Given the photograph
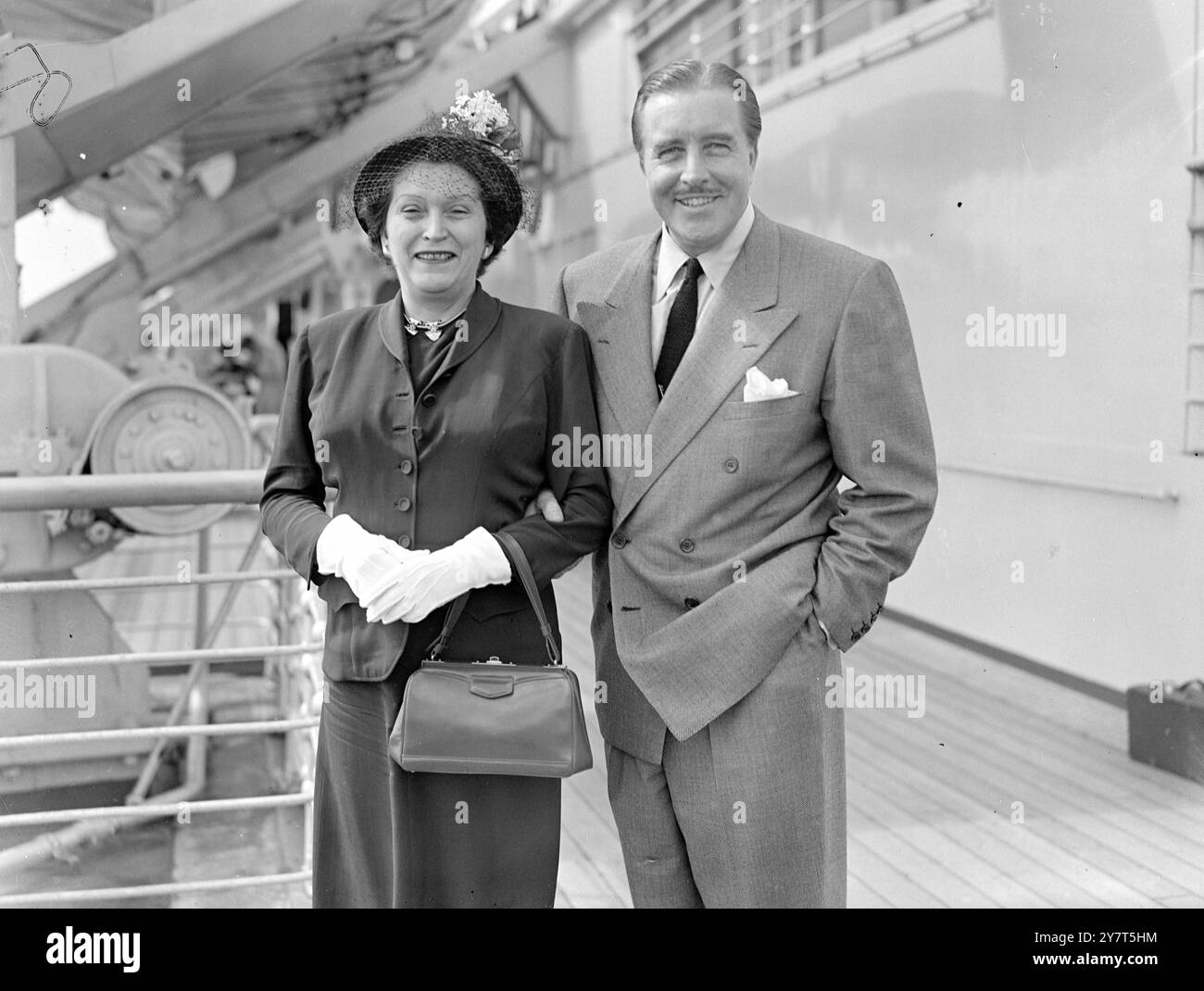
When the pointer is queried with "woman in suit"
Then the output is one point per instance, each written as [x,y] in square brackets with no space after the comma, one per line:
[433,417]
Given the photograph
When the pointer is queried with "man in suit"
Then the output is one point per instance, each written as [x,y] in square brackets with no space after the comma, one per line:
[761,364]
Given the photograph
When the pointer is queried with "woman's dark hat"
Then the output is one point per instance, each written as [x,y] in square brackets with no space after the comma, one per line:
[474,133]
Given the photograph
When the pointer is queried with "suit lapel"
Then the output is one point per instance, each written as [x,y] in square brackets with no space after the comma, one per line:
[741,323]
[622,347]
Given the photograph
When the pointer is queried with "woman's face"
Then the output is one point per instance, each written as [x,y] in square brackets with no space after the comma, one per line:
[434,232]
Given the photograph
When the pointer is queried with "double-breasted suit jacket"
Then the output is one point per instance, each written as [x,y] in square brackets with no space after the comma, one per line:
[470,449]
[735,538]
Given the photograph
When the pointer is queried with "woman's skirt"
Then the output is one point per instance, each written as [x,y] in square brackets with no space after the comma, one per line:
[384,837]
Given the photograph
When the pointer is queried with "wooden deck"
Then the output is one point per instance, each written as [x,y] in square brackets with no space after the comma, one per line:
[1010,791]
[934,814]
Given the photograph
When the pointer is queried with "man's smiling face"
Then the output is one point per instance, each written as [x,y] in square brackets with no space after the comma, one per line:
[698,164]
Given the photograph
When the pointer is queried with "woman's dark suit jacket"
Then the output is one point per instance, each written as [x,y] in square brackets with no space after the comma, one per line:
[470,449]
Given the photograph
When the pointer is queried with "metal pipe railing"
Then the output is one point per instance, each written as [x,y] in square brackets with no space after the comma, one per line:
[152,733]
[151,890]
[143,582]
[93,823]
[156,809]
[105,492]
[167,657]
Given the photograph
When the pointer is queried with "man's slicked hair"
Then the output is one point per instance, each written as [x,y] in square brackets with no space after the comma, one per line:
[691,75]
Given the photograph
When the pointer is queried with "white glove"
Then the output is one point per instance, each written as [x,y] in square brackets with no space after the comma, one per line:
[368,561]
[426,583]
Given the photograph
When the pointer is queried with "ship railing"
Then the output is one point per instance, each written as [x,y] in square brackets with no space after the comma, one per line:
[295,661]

| GIVEN EXERCISE |
Extract the full listing above verbatim; pictures are to be left out of the copy.

| EXERCISE OUTPUT |
Given the photograph
When the pointer is queried with "woman in suit"
Then the output is one point per instance, each written as [x,y] in square brackets with no space after the comma, one per line:
[433,417]
Given the photograph
When the pointer is queried with "man in suit"
Then the output is one point per instance, each written as [x,y] in square brackets with no space after the comma, one per line:
[761,364]
Given the photograph
When the pointer is queried with "woman's dark hat"
Then the output is one point per instance, each written as [x,y] in square brackets with no space after the comma, one per line:
[474,133]
Given the photograph
When the pointer is queried with "suit lapel"
Then the output is one point per instance, each written as [x,y] in square brackets with no space after the comma, one per line:
[741,323]
[622,347]
Given the photograph
When the pointer is queried with "woman's face"
Then the output is one point per instance, each written as [x,y] in square brackets with no space after the comma, one per line:
[434,232]
Given the photograph
When the pointer is queried with "double-breasted suit jacket"
Then the output is one point per instance, each written as [x,y] in square brackets with no space after the comma, one per line:
[470,449]
[735,538]
Given the photograph
When the pointer is queried with "woman's skirt"
Then the output is one point per instance, each written as [x,y] in square brackets with no space after the comma, one per line:
[384,837]
Given the photograph
When the pointer is queried with "wooden deck"
Then the output is one point per instance, each written as [x,y] in square brackets with no space after the comma, one per line:
[1010,791]
[934,814]
Given the photograph
When the pointer is queried with "man's smiling face"
Then the output is one point per instance, each written as [x,y] in square brackets with no space after the comma, one per line:
[698,164]
Given the photograph
When the pointer is queried with "woman's dark suit jacket"
Then the output is one point per instance, each written as [x,y] in square brackets with no space after the comma, one per line:
[470,449]
Given the photograph
When the pointer is queried with "metal pipe railing"
Then the output is one point per instance, each written as [x,y] in square brackets with no space after the comma, one per line:
[152,733]
[151,890]
[143,582]
[93,823]
[156,809]
[105,492]
[167,657]
Given the photograph
When the pointer is queried with "man's slicked hair"
Then the output is one point per instance, each written as [x,y] in square brackets with no space after the comma, one per line:
[691,75]
Given the photograph
When the pointer is queried with "white glove"
Then the output is one point per instance, each written as [x,y] in square brackets with no space after the comma, one per line:
[368,561]
[426,583]
Given the photograph
When the pointer is queried with "ship railing"
Then the output is one point per instance, each written as [x,y] in square brackets with no space after the comma, one per line:
[295,661]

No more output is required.